*** EXTRACTED ENTRIES

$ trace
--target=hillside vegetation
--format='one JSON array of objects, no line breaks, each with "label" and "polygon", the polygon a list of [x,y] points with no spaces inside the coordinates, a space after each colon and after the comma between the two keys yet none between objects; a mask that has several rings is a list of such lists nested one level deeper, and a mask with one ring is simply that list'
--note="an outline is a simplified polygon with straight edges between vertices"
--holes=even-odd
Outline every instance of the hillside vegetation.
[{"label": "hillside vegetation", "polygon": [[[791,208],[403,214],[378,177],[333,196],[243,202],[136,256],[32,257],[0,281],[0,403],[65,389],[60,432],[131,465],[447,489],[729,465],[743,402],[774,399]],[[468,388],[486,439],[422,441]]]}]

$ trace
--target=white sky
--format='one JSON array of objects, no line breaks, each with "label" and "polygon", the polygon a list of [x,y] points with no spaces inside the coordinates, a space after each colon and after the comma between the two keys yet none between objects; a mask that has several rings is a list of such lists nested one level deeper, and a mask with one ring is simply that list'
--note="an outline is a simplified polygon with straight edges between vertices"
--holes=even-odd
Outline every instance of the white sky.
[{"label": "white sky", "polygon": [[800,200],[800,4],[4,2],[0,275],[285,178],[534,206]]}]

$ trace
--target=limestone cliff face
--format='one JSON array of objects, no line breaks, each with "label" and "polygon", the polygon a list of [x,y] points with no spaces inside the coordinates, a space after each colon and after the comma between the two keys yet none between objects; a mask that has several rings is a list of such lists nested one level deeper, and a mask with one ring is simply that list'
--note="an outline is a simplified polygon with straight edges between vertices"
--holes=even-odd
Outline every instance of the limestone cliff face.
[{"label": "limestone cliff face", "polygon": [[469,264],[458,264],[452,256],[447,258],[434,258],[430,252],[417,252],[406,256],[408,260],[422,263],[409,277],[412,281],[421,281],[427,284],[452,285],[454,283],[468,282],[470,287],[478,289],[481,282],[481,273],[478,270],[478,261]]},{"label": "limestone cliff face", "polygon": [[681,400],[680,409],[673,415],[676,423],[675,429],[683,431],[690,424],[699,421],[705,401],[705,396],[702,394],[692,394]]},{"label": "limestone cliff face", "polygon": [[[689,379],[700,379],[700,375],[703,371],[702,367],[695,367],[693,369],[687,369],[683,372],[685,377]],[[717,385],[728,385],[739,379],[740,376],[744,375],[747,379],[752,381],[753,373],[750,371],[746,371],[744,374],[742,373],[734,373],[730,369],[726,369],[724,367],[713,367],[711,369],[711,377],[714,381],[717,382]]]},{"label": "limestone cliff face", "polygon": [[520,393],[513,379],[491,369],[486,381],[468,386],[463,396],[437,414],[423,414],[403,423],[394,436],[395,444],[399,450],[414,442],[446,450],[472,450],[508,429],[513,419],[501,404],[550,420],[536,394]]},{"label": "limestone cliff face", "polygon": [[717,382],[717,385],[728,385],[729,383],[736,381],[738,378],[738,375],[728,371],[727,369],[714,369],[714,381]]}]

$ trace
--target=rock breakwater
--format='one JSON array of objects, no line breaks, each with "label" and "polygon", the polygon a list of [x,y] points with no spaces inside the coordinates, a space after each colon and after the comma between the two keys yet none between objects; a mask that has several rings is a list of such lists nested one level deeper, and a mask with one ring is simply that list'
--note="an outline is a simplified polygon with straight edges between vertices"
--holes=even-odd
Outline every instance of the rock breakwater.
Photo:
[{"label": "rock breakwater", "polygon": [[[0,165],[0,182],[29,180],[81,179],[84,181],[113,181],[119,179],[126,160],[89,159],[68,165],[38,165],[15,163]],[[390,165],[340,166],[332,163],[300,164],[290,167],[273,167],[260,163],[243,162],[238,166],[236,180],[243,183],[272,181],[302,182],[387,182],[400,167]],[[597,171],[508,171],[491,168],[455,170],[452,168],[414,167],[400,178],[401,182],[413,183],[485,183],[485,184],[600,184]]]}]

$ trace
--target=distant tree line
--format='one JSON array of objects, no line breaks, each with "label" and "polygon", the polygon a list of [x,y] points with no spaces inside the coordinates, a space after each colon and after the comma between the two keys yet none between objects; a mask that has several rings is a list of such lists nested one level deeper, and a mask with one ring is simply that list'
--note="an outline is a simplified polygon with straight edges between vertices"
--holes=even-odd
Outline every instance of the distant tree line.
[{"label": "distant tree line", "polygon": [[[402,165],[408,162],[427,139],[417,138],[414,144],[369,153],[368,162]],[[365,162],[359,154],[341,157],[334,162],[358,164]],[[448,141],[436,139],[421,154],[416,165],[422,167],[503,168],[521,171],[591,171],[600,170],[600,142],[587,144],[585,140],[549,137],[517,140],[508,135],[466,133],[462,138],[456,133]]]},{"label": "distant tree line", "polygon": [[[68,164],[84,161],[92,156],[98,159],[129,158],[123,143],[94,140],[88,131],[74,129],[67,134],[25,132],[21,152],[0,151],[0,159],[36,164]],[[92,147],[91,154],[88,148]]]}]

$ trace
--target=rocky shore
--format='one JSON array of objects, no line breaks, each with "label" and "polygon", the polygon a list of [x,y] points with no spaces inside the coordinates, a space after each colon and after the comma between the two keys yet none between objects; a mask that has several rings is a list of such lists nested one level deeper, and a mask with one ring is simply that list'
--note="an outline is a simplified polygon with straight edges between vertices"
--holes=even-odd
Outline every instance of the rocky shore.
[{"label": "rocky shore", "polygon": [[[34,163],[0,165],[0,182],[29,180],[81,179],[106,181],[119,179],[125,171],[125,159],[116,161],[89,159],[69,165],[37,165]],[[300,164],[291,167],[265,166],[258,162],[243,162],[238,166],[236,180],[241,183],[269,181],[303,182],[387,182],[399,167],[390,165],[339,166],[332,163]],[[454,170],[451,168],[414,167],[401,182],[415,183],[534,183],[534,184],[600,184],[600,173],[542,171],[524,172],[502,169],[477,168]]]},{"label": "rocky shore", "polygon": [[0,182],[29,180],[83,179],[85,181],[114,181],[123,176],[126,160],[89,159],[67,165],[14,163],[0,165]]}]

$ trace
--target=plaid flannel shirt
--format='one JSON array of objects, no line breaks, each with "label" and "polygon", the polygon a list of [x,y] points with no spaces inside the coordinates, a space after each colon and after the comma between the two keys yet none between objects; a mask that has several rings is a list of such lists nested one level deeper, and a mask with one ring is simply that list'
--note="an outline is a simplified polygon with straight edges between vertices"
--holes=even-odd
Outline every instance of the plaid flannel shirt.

******

_WORK ITEM_
Collect every line with the string "target" from the records, and copy each.

_TASK RESPONSE_
--target=hillside vegetation
--target=white sky
--target=limestone cliff face
--target=rock breakwater
--target=distant tree line
--target=rocky shore
--target=plaid flannel shirt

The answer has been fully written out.